Objection was taken to a number of photographs that the prosecution seeks to tender in the course of adducing the evidence of the pathologist who conducted the autopsy of the deceased. The accused is charged with murder, as well as two other offences directed towards the same victim (who was his father) and his father's flatmate a couple of months earlier. The central issue in the trial is whether the accused was responsible for the crimes.
The Crown case is that the accused attempted to secure the proceeds of two insurance policies taken out on his father's life and that he attempted to kill his father on 6 or 7 April 2014 and then successfully did kill him on 12 or 13 June the same year. The Crown will invite the jury to infer that the murder weapon was a samurai sword owned by the accused. The accused raises an alibi in respect of the April incident. He says that he was at home in Esk in Queensland. He relies on a credit card payment at a service station in a town around 30 kilometres from Esk. In respect of the murder, the accused says that he was a victim, along with his father, of a home invasion perpetrated by unknown criminals. There is some evidence capable of supporting this including the evidence of a Mr Collingwood who found the accused at the foot of the stairs outside of the deceased's flat bound with tape. The accused made a statement shortly after the killing in which he described the circumstances in which he was assaulted and in which his father was killed.

> **INFORMATION SHOWN**:
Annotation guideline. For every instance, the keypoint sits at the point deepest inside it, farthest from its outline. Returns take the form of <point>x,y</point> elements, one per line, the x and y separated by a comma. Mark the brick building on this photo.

> **REQUIRED ACTIONS**:
**A)** Based on the murder trial text, does each of these statements agree with it? (i) The accused says he was at home in Esk during the April incident. (ii) The Crown alleges that the father was killed on 6 or 7 April 2014. (iii) Mr Collingwood found the accused inside the deceased's flat.
**B)** Reproduce everything in the murder trial text from "Objection was taken" down to "for the crimes.".

> **OUTPUTS**:
**A)**
(i) Yes: "He says that he was at home in Esk in Queensland."
(ii) No: "successfully did kill him on 12 or 13 June the same year."
(iii) No: "found the accused at the foot of the stairs outside of the deceased's flat bound with tape."

**B)**
Objection was taken to a number of photographs that the prosecution seeks to tender in the course of adducing the evidence of the pathologist who conducted the autopsy of the deceased. The accused is charged with murder, as well as two other offences directed towards the same victim (who was his father) and his father's flatmate a couple of months earlier. The central issue in the trial is whether the accused was responsible for the crimes.